_Extract provided:_
#####

MP plans on private member’s motion to review Canada’s Divorce Act

A Saskatchewan Conservative MP, Maurice Vellacott, has put forward a private member’s bill, Bill C-422, that would amend the federal Divorce Act to mandate shared custody of the children when parents divorce, unless a parent can show that it is not in the child’s best interest to do so.  This piece of legislation was first brought before Parliament over a year ago but is still in its first reading.

Recently, a Western Arctic MP, Dennis Bevington, has announced that he has agreed to put forward a private member’s motion to have the federal Divorce Act reviewed in the House of Commons. The motion was put forward, in part, after Bevington was approached by a Yellowknife resident, Mark Bogan, who, on behalf of the Canadian Equal Parenting Council, is seeking to have shared custody of children become the presumed arrangement when parents divorce.

#####

_Dataset content:_

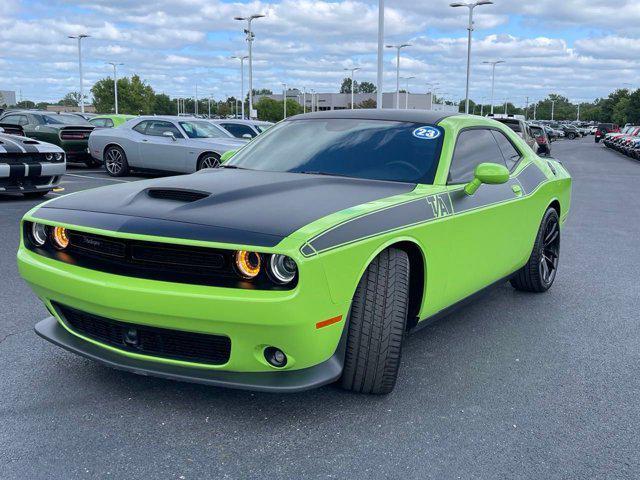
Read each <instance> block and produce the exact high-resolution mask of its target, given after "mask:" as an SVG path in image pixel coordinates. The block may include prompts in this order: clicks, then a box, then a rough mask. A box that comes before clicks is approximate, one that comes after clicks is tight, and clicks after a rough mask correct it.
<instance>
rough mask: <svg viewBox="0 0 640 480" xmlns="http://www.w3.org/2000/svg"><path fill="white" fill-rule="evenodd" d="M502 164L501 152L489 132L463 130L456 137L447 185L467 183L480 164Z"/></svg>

#####

_Activities:_
A. According to the article on Canada's Divorce Act, on whose behalf is Mark Bogan seeking to make shared custody the presumed arrangement?
B. Carry the article on Canada's Divorce Act forward from its last sentence.

_Per-task answers:_
A. The Canadian Equal Parenting Council.

B.
According to Bogan, Canada’s Divorce Act is outdated and there should be legislation focused on keeping divorce cases out of court while encouraging shared parenting, where both parents have equal custody. “It’s better for the parents to mediate and come up with an amicable solution,” Bogan recently quoted in Northern News Services. “If they’re unable to do that, court would mandate they would have an amicable, loving relationship with children. ‘Keep kids out of court’ is really our message, keep these families healthy.”  Because of the Divorce Act, Bogan said he was not allowed access to two of his children for the better part of their lives, one of whom is now 19 years old.

Bevington said it was not only the Canadian Equal Parenting Council’s ideals but the “litigious nature” of the Divorce Act that pushed him to action. A private member’s motion is not the same as a private member’s bill, because it does not have the same policy recommendations as a private member’s bill. However, it can let the government know that important changes do need to be made.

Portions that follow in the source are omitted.